##### Quoted passage #####
The Country Analytic Support project’s economic performance assessments give USAID missions a concise and easy-to-read evaluation of economic growth performance in countries receiving USAID assistance.
The assessments provide a synthesis of indicators from a variety of publicly accessible sources, such as the World Bank, the International Monetary Fund, the Millennium Challenge Corporation, the United Nations and the World Economic Forum, and uses international benchmarking to identify areas in which the country’s performance is particularly strong or weak.
Assessments cover 15 topics in three categories: an overview of the economy; the private sector enabling environment, and the pro-poor growth environment.
A lisst of all assessments can be found here.
The methodology used in the economic performance assessments is analogous to examining an automobile dashboard to see which gauges are signaling problems. Sometimes a blinking light has obvious implications—such as the need to fill the fuel tank. At other times, a mechanic may have to probe more deeply to assess the source of the trouble and determine the best course of action. (Sometimes, too, the problem is faulty wiring to the indicator—analogous here to faulty data.) Similarly, economic performance assessments are based on an examination of economic and social indicators to see which are signaling problems. Some “blinking” indicators have clear implications, while others may require further study to identify appropriate courses for programmatic action.
The analysis is organized around two mutually supportive goals: transformational growth and poverty reduction. Broad-based growth is the most powerful instrument for poverty reduction. At the same time, programs to reduce poverty and lessen inequality can help to underpin rapid and sustainable growth. These interactions can create a virtuous cycle of economic transformation and human development.
##### Given information #####
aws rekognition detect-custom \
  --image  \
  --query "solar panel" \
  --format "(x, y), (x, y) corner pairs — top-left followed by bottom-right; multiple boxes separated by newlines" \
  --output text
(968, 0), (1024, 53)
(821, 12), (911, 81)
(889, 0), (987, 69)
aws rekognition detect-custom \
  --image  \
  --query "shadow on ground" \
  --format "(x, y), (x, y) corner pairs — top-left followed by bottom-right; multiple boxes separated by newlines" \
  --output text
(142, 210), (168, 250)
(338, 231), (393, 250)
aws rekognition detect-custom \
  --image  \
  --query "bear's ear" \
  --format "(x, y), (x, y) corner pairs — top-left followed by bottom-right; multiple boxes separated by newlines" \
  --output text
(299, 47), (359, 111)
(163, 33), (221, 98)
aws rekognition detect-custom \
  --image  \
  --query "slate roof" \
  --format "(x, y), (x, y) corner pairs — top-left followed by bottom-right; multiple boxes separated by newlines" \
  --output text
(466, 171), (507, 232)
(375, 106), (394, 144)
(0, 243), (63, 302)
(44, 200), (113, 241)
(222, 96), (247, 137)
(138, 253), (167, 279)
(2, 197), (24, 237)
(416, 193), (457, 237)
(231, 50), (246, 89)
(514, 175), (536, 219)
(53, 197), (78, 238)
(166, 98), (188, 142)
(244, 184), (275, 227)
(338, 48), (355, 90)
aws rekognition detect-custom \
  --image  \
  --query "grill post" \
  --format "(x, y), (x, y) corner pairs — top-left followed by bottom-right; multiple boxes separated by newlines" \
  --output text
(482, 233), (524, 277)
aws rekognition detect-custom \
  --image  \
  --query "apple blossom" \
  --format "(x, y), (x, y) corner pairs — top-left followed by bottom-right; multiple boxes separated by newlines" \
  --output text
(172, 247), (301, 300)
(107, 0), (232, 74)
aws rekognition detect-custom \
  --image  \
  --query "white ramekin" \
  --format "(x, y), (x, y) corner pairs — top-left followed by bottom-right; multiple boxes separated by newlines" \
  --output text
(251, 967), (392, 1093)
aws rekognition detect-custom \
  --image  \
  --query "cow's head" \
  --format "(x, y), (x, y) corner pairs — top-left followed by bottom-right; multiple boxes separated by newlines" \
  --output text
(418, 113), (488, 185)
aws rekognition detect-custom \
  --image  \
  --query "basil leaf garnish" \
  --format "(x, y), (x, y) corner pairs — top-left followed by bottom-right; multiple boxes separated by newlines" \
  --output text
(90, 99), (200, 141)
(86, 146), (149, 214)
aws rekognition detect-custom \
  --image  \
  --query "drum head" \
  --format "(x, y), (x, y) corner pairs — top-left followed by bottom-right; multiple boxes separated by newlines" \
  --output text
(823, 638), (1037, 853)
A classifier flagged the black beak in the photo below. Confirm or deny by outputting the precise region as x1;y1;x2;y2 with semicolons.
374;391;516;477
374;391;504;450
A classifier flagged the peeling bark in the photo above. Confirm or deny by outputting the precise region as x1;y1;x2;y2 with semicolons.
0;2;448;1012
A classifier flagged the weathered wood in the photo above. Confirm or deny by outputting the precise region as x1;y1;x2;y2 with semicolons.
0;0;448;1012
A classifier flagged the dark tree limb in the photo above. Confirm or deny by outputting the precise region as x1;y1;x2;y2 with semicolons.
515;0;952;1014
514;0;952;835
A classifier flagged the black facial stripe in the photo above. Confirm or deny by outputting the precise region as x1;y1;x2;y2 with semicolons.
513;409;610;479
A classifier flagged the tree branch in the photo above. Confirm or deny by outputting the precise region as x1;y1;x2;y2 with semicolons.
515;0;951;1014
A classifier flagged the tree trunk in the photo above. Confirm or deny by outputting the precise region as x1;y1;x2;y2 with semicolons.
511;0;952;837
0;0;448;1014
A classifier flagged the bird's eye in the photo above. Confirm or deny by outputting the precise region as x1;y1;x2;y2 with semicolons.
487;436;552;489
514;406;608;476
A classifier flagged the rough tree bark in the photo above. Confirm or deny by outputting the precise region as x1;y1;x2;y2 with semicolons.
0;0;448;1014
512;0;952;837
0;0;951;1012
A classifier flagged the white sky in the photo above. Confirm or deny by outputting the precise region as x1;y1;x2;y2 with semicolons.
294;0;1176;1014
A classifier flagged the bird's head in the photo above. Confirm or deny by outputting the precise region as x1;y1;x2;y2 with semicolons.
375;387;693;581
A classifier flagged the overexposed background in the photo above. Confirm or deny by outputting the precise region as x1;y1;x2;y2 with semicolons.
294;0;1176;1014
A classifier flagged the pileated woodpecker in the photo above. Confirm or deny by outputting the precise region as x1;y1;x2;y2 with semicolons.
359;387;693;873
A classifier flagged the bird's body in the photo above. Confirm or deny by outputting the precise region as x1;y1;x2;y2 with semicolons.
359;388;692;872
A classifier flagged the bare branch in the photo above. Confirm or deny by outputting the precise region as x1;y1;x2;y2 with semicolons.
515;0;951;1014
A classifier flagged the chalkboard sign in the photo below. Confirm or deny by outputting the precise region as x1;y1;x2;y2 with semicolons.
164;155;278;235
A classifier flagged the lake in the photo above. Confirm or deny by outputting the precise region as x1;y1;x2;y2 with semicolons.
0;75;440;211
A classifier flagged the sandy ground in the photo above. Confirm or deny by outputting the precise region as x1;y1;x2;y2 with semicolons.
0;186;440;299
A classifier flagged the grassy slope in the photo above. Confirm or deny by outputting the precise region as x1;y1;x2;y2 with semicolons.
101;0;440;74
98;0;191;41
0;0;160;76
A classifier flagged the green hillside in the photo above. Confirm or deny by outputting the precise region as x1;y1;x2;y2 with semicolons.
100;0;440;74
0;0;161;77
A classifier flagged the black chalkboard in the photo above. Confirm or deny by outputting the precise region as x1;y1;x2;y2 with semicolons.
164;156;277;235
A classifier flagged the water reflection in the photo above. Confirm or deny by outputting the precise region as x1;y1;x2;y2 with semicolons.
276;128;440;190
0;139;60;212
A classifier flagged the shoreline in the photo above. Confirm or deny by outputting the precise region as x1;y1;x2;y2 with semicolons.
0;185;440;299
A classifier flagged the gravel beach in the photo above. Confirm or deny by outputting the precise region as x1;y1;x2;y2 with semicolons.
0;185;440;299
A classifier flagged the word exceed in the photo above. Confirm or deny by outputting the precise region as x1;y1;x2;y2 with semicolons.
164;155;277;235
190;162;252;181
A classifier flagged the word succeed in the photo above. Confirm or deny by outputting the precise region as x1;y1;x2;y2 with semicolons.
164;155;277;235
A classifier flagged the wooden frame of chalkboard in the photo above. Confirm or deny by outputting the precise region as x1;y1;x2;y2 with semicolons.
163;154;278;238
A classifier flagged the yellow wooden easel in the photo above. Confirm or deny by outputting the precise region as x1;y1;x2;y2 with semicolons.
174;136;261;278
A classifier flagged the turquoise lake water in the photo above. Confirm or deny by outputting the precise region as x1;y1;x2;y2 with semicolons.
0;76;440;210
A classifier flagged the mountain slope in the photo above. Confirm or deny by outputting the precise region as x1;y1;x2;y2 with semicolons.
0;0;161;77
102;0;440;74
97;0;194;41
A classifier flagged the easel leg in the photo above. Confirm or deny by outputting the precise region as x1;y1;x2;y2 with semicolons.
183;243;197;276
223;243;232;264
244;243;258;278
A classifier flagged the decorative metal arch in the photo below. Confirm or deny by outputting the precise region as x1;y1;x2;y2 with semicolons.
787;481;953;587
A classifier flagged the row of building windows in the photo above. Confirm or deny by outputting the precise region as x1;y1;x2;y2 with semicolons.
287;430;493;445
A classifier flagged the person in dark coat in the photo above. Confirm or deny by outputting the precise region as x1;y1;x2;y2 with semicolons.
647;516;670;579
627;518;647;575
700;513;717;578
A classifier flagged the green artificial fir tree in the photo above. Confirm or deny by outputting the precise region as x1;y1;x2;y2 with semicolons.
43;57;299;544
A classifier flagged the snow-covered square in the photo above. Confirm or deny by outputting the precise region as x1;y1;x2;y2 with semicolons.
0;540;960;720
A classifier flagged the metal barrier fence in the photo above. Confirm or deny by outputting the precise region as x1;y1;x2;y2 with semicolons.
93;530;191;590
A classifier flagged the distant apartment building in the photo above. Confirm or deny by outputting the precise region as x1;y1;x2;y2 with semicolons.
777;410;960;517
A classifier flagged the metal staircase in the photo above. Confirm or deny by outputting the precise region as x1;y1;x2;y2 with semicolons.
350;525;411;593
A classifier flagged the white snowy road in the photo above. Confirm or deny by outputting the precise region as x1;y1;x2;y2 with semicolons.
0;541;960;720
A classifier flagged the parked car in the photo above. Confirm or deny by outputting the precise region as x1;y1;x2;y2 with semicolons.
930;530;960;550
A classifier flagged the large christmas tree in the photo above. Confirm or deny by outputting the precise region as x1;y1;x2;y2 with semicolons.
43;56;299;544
#####
**Required work**
(A) Transcribe the section of the passage on economic performance assessments starting at "The methodology used" and ending at "for programmatic action.".
(B) Answer these questions from the passage on economic performance assessments:
(i) How many topics do the assessments cover?
(ii) Around which two goals is the analysis organized?
(iii) In the dashboard comparison, what is faulty wiring to the indicator analogous to?
This material has no connection to the passage on economic performance assessments.

**Solutions per task**
(A)
The methodology used in the economic performance assessments is analogous to examining an automobile dashboard to see which gauges are signaling problems. Sometimes a blinking light has obvious implications—such as the need to fill the fuel tank. At other times, a mechanic may have to probe more deeply to assess the source of the trouble and determine the best course of action. (Sometimes, too, the problem is faulty wiring to the indicator—analogous here to faulty data.) Similarly, economic performance assessments are based on an examination of economic and social indicators to see which are signaling problems. Some “blinking” indicators have clear implications, while others may require further study to identify appropriate courses for programmatic action.

(B)
(i) 15 topics
(ii) Transformational growth and poverty reduction
(iii) Faulty data